» 引用文:
- - -

こうした空前の規模の大惨事を経験したにもかかわらず,戦後,東京は焼け跡から立ち上がり,復興の道を歩み始めます。空襲から20年足らずの1964年には,夏のオリンピックを開催できるまでに立ち直りました。そして,これまで40年ほどにわたって建設に建設が続き,コンクリートジャングルが外へ上へと伸び広がっています。

東京の心意気

東京の400年の歴史も,世界の大都市と比べると決して長くはありません。東京には往時の風情を漂わせる区域もあるにはありますが,全体的には,古風な建物はほとんど残っていません。とはいえ,よく眺めると,かつての江戸に由来するパターンが見えてきます。

大都会東京の真ん中に,広大な緑地があります。かつて江戸城があった場所に,皇居と,それを取り巻く公園が広がっているのです。そこを中心に,主要な道路が放射状に延びています。江戸の基本的なパターンのままです。東京中に複雑に張り巡らされて迷路のようになっている通りも,江戸の面影を残しています。ほとんどの通りには名前すらありません。番号の振られた街区は形も大きさもまちまちで,世界の大都市によく見られる整然とした格子状の町並みとは大違いです。

- - -

» やること: 東京の歴史についての文章から、数字を含む語句をすべて、出てくる順に書き出してください。

» データ:

- - -

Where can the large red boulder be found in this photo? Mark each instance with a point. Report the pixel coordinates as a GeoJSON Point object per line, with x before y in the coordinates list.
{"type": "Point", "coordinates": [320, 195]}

- - -

» 解答:
20年足らず
1964年
40年ほど
400年